• _Task prompt_
Report each line of the entries below that includes "tall".

─── Source information ───

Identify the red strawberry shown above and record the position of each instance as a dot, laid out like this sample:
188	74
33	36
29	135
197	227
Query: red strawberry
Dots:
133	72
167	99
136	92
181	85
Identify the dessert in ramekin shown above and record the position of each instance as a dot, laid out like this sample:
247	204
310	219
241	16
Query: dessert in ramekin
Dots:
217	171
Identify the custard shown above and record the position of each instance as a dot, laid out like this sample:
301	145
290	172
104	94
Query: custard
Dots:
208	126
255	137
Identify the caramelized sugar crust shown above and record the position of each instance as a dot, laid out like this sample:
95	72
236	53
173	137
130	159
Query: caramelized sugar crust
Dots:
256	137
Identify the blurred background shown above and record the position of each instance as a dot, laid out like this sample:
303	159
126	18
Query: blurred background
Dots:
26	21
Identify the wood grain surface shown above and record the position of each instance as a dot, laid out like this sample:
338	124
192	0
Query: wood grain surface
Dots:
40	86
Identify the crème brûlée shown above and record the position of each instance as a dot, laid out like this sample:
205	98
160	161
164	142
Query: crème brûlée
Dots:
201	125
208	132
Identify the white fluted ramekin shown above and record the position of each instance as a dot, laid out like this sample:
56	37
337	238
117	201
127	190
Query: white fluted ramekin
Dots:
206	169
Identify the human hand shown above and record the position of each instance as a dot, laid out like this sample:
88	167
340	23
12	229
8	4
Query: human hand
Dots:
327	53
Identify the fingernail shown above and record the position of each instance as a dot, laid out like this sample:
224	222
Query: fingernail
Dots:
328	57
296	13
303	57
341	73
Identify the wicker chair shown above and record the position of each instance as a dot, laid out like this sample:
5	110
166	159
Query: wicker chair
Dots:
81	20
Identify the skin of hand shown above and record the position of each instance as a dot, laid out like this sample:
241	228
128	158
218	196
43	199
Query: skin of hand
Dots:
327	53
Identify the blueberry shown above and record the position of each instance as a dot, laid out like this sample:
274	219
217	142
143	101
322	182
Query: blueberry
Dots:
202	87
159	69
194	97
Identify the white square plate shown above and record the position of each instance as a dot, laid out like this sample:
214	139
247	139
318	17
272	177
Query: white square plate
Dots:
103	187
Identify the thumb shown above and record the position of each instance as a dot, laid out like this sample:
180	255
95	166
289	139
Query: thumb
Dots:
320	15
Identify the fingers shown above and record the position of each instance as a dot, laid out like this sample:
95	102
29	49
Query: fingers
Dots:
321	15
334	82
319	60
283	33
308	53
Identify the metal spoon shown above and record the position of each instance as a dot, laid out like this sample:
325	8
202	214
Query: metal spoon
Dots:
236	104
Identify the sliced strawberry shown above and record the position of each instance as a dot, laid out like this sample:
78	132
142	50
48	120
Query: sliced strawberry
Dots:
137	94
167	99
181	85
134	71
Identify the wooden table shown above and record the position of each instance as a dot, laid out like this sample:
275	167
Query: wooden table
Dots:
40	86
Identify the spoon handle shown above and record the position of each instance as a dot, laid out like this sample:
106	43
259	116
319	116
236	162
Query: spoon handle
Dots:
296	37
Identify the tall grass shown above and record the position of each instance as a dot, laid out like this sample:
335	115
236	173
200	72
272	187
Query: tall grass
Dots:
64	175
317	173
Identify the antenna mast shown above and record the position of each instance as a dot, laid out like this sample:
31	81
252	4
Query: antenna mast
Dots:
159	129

───
─── Source information ───

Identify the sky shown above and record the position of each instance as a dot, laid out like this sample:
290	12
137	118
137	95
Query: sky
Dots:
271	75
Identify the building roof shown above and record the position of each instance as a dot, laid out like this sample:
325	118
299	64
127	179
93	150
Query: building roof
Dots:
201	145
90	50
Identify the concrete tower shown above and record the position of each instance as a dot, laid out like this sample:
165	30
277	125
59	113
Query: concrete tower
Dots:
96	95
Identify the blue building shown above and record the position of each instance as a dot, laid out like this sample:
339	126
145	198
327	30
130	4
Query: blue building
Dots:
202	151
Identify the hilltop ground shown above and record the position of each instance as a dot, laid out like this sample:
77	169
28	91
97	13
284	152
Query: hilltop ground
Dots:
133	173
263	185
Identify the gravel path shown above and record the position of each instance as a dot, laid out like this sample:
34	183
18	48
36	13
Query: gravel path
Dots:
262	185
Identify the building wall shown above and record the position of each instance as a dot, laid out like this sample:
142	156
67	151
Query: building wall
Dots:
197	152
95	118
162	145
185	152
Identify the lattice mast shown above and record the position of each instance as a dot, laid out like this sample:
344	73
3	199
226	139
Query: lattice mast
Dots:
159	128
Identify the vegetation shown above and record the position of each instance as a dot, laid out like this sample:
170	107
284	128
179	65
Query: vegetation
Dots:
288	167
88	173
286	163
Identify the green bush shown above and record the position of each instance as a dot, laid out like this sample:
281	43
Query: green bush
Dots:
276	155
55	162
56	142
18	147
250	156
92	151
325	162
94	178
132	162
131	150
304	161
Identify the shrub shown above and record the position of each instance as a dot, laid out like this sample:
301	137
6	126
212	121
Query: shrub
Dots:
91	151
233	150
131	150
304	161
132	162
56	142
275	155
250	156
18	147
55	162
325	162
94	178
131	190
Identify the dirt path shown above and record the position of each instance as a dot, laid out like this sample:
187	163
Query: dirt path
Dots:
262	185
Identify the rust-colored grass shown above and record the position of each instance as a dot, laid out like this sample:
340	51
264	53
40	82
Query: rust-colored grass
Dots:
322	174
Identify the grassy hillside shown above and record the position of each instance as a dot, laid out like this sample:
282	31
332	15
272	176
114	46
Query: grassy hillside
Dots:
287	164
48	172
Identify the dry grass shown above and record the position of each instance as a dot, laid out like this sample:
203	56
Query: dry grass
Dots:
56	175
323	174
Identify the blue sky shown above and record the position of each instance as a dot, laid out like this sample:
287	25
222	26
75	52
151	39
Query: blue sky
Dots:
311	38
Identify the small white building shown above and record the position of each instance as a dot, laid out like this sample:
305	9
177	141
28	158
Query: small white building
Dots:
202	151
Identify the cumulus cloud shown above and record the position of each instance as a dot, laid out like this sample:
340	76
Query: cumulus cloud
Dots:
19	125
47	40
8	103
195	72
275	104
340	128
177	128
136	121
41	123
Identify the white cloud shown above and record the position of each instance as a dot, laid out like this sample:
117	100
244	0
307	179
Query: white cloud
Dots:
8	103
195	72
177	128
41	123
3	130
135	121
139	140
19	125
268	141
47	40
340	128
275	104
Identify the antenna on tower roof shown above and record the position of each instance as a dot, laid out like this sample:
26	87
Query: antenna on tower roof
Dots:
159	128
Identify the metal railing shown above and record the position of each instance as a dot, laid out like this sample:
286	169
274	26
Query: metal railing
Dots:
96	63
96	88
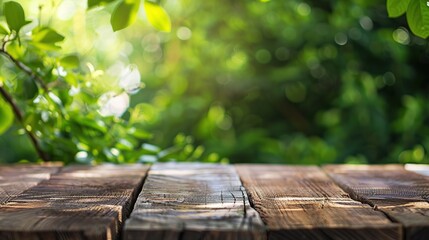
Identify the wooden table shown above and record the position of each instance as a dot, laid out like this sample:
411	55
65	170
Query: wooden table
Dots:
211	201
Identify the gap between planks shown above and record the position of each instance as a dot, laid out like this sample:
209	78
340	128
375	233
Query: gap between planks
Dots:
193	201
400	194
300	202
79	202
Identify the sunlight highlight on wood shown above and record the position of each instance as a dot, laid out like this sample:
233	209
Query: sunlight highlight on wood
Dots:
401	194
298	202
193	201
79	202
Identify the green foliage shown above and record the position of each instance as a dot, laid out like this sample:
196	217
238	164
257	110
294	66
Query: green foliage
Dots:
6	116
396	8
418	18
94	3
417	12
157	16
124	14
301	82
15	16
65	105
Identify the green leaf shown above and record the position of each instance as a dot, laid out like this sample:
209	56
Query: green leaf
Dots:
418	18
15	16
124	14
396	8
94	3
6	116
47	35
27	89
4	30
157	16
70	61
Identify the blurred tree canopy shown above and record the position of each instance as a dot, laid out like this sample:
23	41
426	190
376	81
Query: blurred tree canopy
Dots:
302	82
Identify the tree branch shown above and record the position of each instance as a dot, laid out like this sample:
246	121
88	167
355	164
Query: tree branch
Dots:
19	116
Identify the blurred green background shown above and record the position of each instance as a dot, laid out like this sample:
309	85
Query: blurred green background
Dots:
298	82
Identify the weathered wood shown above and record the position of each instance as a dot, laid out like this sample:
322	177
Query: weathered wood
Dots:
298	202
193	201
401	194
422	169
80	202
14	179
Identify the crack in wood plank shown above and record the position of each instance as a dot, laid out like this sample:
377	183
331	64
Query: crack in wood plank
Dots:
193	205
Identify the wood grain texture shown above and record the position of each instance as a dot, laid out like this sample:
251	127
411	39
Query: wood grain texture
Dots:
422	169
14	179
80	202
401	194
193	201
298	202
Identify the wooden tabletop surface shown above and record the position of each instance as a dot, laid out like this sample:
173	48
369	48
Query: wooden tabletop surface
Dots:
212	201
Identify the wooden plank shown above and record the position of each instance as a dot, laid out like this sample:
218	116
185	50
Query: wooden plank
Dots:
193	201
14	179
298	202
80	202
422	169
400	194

───

• _Answer section_
Identify the tall grass shown above and record the position of each instance as a dot, laid out like this sample:
Query: tall grass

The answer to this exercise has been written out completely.